*** Recorded data Section Begins ***

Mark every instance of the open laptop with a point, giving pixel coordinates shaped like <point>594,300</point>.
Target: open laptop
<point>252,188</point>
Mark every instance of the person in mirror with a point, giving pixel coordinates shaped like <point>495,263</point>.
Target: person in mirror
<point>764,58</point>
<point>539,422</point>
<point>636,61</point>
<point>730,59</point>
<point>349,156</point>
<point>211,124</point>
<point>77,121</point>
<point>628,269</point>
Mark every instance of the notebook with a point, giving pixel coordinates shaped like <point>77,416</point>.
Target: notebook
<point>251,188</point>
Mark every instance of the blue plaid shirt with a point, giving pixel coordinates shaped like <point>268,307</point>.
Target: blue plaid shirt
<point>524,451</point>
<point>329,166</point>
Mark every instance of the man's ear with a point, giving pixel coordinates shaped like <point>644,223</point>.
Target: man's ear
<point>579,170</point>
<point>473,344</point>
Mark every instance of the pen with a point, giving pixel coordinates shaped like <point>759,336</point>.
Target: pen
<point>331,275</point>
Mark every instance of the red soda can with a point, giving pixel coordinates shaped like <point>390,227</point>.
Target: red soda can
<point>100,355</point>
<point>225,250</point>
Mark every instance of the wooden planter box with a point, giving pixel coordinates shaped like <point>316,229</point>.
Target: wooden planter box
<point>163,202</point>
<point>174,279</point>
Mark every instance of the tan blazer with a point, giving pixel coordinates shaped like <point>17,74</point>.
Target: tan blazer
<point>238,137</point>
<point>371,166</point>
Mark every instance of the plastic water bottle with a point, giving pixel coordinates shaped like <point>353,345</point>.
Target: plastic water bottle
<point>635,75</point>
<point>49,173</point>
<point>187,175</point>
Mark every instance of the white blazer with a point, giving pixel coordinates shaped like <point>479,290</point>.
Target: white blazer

*** Recorded data Section Ends ***

* Activity *
From the listing above, output exactly the run of lines that starts with the line containing "Mark every instance of the blue" and ends with the line containing "Mark every instance of the pen".

* Task output *
Mark every instance of the blue plaid shirt with a point, giving pixel coordinates shaped like <point>268,307</point>.
Target: blue plaid shirt
<point>524,451</point>
<point>329,166</point>
Mark every instance of the man's ear with a point, giving pixel coordinates shaped like <point>644,223</point>.
Target: man's ear
<point>579,170</point>
<point>473,344</point>
Mark every instance of the pen with a point, giving pixel coordinates shaped like <point>759,336</point>.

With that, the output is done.